DOCUMENT TEXT:
DR. WILLIAM (BILL) C. GRABB
The Gentleman Balloonist
Ann Arbor, Michigan
July 10, 1928 - March21, 1982
Early mornings in the Midwest were William C. Grabb’s favorite time of day. The top of trees stood still as he left footprints in the damp grass. Only the crickets could be heard as he spread out the striped nylon onto the field. The silence was broken with a loud blast of air from the blower. The birds flew up to the highest branch as the balloon inflated and stood upright. With help from his loyal crew, he climbed into the canvas chair and fastened his seatbelt. He reached up and twisted the knob so that the flame shot upwards in a blast of heat. Quickly and silently the balloon lifted off the ground. The Gentleman Balloonist has taken flight over the fields of corn as the sun peeked over the horizon.
Bill Grabb was one of the earliest hot air balloonists. He was the first licensed balloonist in his home state of Michigan. He became interested in the sport while talking to a friend at a party in 1967. Bill looked into ballooning and discovered Raven Industries, the foremost balloon manufacturer in the U.S. at that time. He flew to Sioux City, Iowa and took two days of lessons from the Vice-President Ed Yost. The Federal Aviation Agency granted him a balloon license immediately. The license process is much more demanding today. Bill flew home to Michigan with his $3500 red, white, and blue striped balloon he named Yankee Doodle.

MATERIAL SUPPLIED:
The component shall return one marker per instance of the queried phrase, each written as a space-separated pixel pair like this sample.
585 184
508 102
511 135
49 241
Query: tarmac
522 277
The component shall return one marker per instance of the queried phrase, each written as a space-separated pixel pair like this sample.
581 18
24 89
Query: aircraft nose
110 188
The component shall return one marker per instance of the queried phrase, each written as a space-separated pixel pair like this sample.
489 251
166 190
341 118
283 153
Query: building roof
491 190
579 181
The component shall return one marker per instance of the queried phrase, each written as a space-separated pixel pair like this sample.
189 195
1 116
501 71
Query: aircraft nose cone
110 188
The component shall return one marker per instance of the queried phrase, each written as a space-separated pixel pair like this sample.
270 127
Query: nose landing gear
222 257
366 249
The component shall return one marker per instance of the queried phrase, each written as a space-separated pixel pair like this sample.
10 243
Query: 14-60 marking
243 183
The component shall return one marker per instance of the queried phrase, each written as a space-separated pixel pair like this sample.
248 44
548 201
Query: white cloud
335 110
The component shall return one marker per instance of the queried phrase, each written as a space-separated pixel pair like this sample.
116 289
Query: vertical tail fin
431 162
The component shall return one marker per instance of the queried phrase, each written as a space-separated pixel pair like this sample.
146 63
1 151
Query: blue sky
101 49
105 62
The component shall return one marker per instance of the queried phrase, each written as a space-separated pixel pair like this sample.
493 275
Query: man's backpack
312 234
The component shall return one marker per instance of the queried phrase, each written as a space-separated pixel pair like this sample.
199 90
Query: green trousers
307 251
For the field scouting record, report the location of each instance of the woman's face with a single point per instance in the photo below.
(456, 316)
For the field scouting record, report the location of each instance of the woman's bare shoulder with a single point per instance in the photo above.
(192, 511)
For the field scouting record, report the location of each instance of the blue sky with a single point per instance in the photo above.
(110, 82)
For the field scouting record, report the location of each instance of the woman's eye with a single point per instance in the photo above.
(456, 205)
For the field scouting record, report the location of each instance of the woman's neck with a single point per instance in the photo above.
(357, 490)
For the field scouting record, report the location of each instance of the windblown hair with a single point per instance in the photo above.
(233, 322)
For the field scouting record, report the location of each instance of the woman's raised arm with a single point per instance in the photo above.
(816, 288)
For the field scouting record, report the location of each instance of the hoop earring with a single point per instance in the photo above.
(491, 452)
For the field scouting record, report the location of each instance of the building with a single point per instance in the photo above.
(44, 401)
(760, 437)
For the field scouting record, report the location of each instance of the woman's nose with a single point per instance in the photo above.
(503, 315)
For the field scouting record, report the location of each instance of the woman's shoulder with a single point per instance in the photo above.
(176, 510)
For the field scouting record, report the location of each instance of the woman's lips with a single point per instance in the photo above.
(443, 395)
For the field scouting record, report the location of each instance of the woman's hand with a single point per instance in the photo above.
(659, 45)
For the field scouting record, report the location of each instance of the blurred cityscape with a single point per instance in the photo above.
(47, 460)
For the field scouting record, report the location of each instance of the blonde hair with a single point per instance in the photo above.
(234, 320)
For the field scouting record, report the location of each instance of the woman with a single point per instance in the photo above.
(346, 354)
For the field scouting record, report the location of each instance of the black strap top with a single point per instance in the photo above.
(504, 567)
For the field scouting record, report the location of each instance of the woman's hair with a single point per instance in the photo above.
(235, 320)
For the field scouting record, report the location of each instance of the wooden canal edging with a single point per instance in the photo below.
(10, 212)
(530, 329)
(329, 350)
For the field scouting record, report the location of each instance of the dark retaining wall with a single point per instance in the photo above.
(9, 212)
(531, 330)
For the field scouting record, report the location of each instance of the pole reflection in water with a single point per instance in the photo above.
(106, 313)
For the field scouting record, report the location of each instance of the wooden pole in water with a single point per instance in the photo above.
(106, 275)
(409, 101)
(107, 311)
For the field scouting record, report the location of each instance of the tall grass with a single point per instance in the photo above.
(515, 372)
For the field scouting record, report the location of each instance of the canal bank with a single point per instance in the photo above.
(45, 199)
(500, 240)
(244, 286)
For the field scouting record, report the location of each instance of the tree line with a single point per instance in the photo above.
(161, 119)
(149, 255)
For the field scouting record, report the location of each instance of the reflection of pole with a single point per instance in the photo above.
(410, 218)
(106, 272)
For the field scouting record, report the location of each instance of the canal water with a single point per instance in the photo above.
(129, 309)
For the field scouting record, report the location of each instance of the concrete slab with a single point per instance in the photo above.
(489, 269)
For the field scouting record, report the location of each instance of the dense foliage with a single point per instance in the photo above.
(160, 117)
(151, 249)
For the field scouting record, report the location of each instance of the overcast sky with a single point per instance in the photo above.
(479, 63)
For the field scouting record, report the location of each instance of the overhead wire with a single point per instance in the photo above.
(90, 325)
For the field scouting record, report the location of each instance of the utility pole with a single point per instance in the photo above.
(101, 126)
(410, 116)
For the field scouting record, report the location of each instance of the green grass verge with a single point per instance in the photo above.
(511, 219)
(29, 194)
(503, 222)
...
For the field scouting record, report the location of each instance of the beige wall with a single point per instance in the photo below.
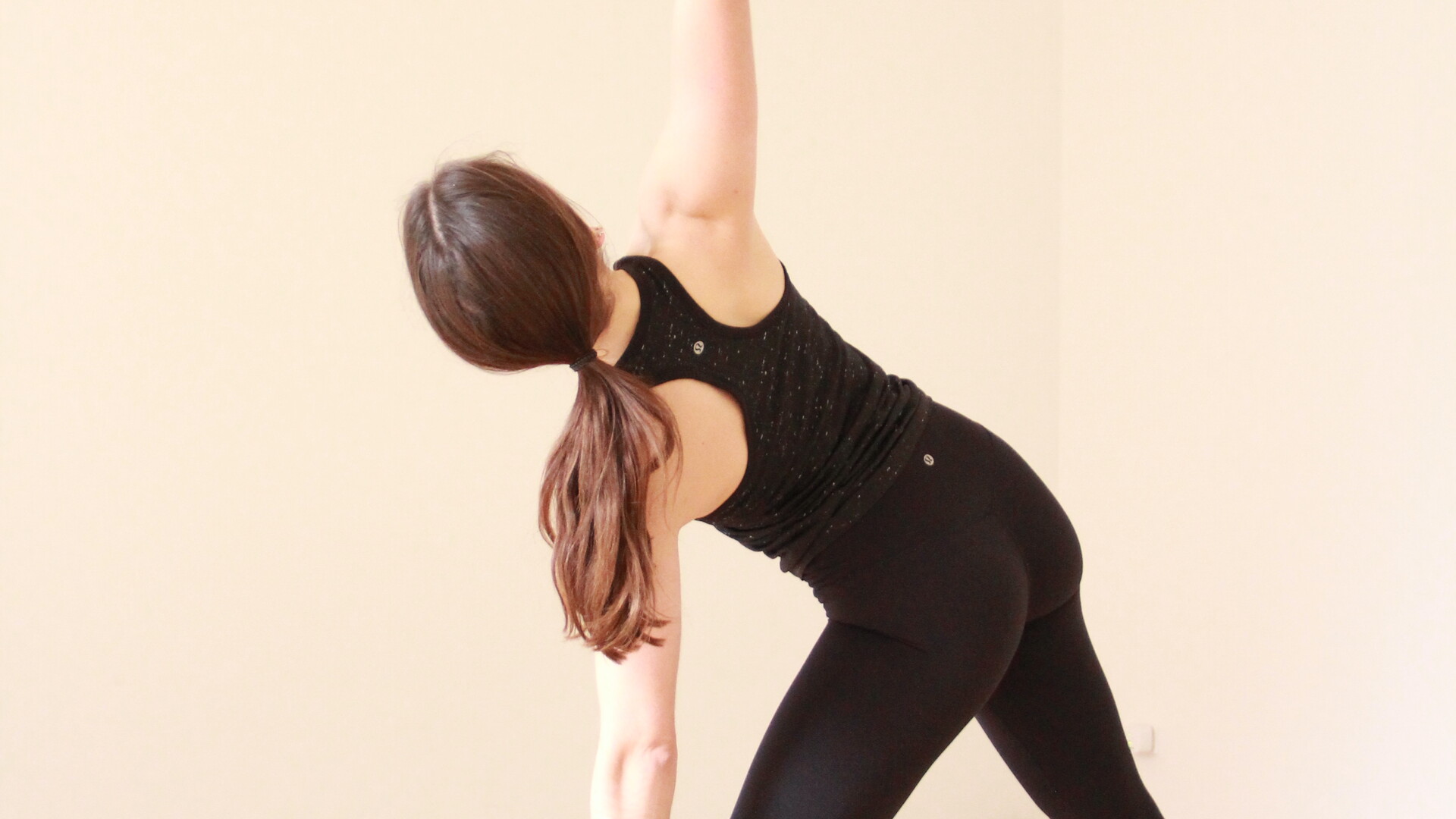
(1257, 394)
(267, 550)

PROBLEM: Translate this sentence from the Bill Grabb profile into Spanish: "He was the first licensed balloonist in his home state of Michigan." The listing is separate material with no connection to the Bill Grabb profile.

EXPECTED ANSWER: Fue el primer aeronauta de globo con licencia en su estado natal de Míchigan.